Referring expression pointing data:
■ ■ ■ ■ ■ ■ ■

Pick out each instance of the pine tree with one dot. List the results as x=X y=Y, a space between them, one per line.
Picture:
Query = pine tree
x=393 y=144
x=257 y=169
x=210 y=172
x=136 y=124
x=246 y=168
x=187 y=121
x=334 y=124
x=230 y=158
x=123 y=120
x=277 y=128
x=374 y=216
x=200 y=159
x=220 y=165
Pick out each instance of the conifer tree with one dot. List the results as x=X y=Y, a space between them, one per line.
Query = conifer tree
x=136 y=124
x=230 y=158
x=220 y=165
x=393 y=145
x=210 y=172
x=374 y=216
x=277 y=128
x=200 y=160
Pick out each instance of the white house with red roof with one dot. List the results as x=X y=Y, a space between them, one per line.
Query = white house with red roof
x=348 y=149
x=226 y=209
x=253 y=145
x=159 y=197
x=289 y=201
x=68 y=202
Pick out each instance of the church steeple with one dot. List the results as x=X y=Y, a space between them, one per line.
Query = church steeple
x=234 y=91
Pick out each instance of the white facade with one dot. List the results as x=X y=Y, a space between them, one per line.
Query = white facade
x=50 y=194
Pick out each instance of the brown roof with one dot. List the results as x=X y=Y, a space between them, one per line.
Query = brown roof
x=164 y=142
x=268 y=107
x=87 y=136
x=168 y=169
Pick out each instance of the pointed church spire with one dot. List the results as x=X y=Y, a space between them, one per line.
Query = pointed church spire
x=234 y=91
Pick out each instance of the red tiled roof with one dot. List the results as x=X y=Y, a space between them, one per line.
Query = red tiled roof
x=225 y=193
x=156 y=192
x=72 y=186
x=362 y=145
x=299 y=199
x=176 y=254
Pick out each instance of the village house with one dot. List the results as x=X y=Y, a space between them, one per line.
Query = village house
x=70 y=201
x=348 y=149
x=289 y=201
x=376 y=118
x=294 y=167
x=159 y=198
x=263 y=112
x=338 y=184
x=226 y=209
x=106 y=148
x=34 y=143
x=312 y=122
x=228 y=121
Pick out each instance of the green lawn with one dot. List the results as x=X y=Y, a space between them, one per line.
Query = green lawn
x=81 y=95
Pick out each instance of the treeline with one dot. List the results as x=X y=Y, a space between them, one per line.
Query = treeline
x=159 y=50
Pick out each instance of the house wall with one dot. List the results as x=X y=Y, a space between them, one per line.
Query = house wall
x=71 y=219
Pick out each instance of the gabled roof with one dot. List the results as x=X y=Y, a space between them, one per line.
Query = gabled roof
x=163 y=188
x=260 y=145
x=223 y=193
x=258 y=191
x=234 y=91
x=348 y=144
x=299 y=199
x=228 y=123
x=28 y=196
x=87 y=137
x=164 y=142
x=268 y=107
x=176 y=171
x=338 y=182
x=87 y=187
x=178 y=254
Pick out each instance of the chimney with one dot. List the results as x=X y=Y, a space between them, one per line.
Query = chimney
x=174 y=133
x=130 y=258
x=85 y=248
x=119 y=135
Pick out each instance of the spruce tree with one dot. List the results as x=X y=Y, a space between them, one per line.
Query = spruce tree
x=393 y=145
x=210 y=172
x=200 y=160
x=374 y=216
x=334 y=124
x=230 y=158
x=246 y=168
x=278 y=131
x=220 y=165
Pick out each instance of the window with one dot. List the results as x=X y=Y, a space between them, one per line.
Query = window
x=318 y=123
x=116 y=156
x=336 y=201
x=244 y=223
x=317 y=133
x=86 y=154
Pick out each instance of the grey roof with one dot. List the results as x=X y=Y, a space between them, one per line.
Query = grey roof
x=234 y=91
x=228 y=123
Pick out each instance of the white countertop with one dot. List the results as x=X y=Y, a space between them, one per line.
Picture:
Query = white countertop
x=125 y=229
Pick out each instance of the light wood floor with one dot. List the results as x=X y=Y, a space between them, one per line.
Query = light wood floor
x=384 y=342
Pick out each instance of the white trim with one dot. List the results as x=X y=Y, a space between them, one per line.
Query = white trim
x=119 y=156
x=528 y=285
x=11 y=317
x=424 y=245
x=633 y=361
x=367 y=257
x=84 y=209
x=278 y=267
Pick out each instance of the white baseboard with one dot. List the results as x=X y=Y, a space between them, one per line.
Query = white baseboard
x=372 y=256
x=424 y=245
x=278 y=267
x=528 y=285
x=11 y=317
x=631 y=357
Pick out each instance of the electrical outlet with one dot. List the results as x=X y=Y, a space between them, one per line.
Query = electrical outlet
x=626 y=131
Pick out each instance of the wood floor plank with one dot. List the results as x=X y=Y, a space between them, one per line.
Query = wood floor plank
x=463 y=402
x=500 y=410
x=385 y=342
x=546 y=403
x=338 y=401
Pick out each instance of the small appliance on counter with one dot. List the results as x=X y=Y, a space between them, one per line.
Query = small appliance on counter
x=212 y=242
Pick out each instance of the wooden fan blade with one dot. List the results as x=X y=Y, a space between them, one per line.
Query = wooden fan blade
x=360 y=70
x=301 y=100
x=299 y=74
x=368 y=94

■ ■ ■ ■ ■ ■ ■

What to work on
With nothing left out, copy every record exactly.

Your solution
Pick out each instance of the pine tree with one dot. List the results as x=X y=Y, a space between them, one per line.
Picture:
Query = pine tree
x=393 y=144
x=257 y=169
x=210 y=172
x=136 y=124
x=246 y=168
x=187 y=121
x=334 y=124
x=230 y=158
x=123 y=120
x=277 y=128
x=374 y=216
x=200 y=159
x=220 y=165
Pick out each instance of the conifer tree with one dot. List the results as x=X y=Y, a space between them, one per line.
Query = conifer tree
x=136 y=124
x=230 y=158
x=220 y=165
x=393 y=145
x=210 y=172
x=374 y=216
x=277 y=128
x=200 y=160
Pick out each instance of the white house with red roof with one dot. List the results as x=X y=Y, a space between them, one per line.
Query = white house with red roof
x=348 y=149
x=226 y=209
x=253 y=145
x=159 y=197
x=289 y=201
x=68 y=202
Pick out each instance of the church steeple with one dot. List the results as x=X y=Y, a space between them, one per line.
Query = church steeple
x=234 y=91
Pick out each instance of the white facade with one dot. List the results as x=X y=Y, a space between them, one per line.
Query = white facade
x=50 y=194
Pick out each instance of the brown roof with one dot. List the results as x=X y=Y, a space between them, one per line.
Query = brown roof
x=164 y=142
x=268 y=107
x=87 y=136
x=168 y=169
Pick out each instance of the pointed church spire with one dot. List the results as x=X y=Y, a space between them, one per line.
Query = pointed church spire
x=234 y=91
Pick out each instance of the red tiled roof with one dot. List the results as x=X y=Y, a space between them, one per line.
Query = red tiled roof
x=225 y=193
x=156 y=192
x=72 y=186
x=362 y=145
x=299 y=199
x=176 y=254
Pick out each instance of the village house with one dot. List the results as x=X y=Y, a space between them, one per line.
Query = village house
x=70 y=201
x=348 y=149
x=289 y=201
x=376 y=118
x=294 y=167
x=159 y=198
x=263 y=112
x=338 y=184
x=226 y=209
x=106 y=148
x=34 y=143
x=312 y=122
x=228 y=121
Pick out each instance of the green lawn with one dot. List the results as x=X y=Y, a space between them, one per line.
Query = green lawn
x=81 y=95
Pick out each instance of the treeline with one dot. List the results as x=X y=Y, a space between them, one per line.
Query = treeline
x=159 y=50
Pick out each instance of the house wall with one dot. List the results as x=X y=Y, a space between them, one per line.
Query = house wall
x=71 y=219
Pick out each instance of the gabled roof with one dot. List the results as x=X y=Y, a space between them, one per line.
Query = gabled roof
x=163 y=188
x=260 y=145
x=223 y=193
x=258 y=191
x=234 y=91
x=348 y=144
x=299 y=199
x=228 y=123
x=28 y=196
x=87 y=137
x=164 y=142
x=268 y=107
x=176 y=171
x=338 y=182
x=87 y=187
x=178 y=254
Pick out each instance of the chimney with one dot. List the results as x=X y=Y, a space between them, one per line.
Query = chimney
x=174 y=133
x=130 y=258
x=85 y=248
x=119 y=135
Pick out each instance of the spruce tree with one dot. List the results as x=X y=Y, a space between them, one per line.
Query = spruce tree
x=393 y=145
x=210 y=172
x=200 y=160
x=374 y=216
x=334 y=124
x=230 y=158
x=246 y=168
x=278 y=131
x=220 y=165
Pick out each instance of the window with one dot. List the results as x=X y=Y, a space between them, one per line.
Query = window
x=318 y=123
x=116 y=156
x=336 y=201
x=244 y=223
x=317 y=133
x=86 y=154
Pick out each instance of the grey roof with one dot. List the results as x=X y=Y, a space between them, one per line.
Query = grey roof
x=234 y=91
x=228 y=123
Pick out each instance of the white countertop with one dot. List the results as x=X y=Y, a space between them, one per line.
Picture:
Query = white countertop
x=125 y=229
Pick out each instance of the light wood floor with one dot. List the results as x=X y=Y, a space between them, one per line.
Query = light wood floor
x=384 y=342
Pick out each instance of the white trim with one dot. List the results as x=X y=Y, a space between them, one per line.
Query = white trim
x=119 y=156
x=528 y=285
x=11 y=317
x=424 y=245
x=633 y=361
x=367 y=257
x=84 y=209
x=278 y=267
Pick out each instance of the white baseboard with one dot. List the results as x=X y=Y, a space between them, one per line.
Query = white baseboard
x=372 y=256
x=424 y=245
x=278 y=267
x=528 y=285
x=11 y=317
x=631 y=357
Pick out each instance of the electrical outlet with one dot. List the results as x=X y=Y, a space between them, one per line.
Query = electrical outlet
x=626 y=131
Pick out each instance of the wood floor plank with one dot. List the results as x=X y=Y, a space between them, one per line.
Query = wood floor plank
x=463 y=402
x=500 y=410
x=385 y=342
x=546 y=403
x=338 y=401
Pick out each instance of the small appliance on counter with one dot. List the results as x=X y=Y, a space between them, one per line.
Query = small appliance on counter
x=212 y=242
Pick out each instance of the wooden fan blade with one dot. List the results as x=X y=Y, a space between them, one per line.
Query = wooden fan blade
x=360 y=70
x=301 y=100
x=299 y=74
x=368 y=94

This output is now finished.